# What is being asked
Look for "Annotate glowing light" in the listing below, then copy exactly the line it appears in and all lines after it to the end, and nothing more.

+++ Data shown +++

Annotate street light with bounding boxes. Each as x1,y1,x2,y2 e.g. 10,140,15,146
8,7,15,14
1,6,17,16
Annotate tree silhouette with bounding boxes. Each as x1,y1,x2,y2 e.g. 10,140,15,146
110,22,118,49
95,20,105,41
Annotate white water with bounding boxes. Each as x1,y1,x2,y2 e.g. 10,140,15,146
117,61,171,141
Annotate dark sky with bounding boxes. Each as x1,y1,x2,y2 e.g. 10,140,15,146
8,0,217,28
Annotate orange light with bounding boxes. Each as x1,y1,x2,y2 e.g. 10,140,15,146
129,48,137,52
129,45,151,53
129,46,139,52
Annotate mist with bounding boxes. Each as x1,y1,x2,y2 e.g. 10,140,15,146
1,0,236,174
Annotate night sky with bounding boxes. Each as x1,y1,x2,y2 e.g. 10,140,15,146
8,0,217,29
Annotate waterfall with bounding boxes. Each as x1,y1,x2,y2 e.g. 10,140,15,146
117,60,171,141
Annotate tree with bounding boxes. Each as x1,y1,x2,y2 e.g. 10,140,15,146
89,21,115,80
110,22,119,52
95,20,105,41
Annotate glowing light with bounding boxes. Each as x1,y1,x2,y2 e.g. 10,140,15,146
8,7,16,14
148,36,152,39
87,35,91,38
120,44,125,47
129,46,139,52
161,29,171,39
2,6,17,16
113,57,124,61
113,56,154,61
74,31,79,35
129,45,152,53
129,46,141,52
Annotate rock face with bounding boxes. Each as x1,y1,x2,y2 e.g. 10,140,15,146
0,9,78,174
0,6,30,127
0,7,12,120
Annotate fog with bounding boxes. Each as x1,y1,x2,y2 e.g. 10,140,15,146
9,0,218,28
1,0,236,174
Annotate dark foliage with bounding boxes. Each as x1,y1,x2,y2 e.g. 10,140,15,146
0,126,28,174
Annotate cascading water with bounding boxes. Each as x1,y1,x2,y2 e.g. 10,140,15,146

+++

# Response to the task
Annotate glowing light with bounding boxes. Each as x1,y1,x2,y2 e.g. 10,140,15,146
8,7,16,14
148,36,152,39
87,35,91,38
120,44,125,47
129,46,139,52
161,29,171,39
2,6,17,16
113,57,124,61
113,56,154,61
74,31,79,35
129,45,152,53
129,46,141,52
Annotate rock face with bounding boxes. Each as x1,y1,x2,y2 e.g. 10,140,15,146
0,9,78,174
0,6,30,127
0,7,12,120
Annotate fog with bounding boxes. Each as x1,y1,x2,y2 e.g. 10,140,15,146
9,0,218,28
1,0,236,174
Annotate dark foliage with bounding boxes. Each as x1,y1,x2,y2 e.g. 10,140,15,146
0,126,28,174
Annotate cascading water with bounding boxes. Each as x1,y1,x2,y2 e.g. 10,140,15,146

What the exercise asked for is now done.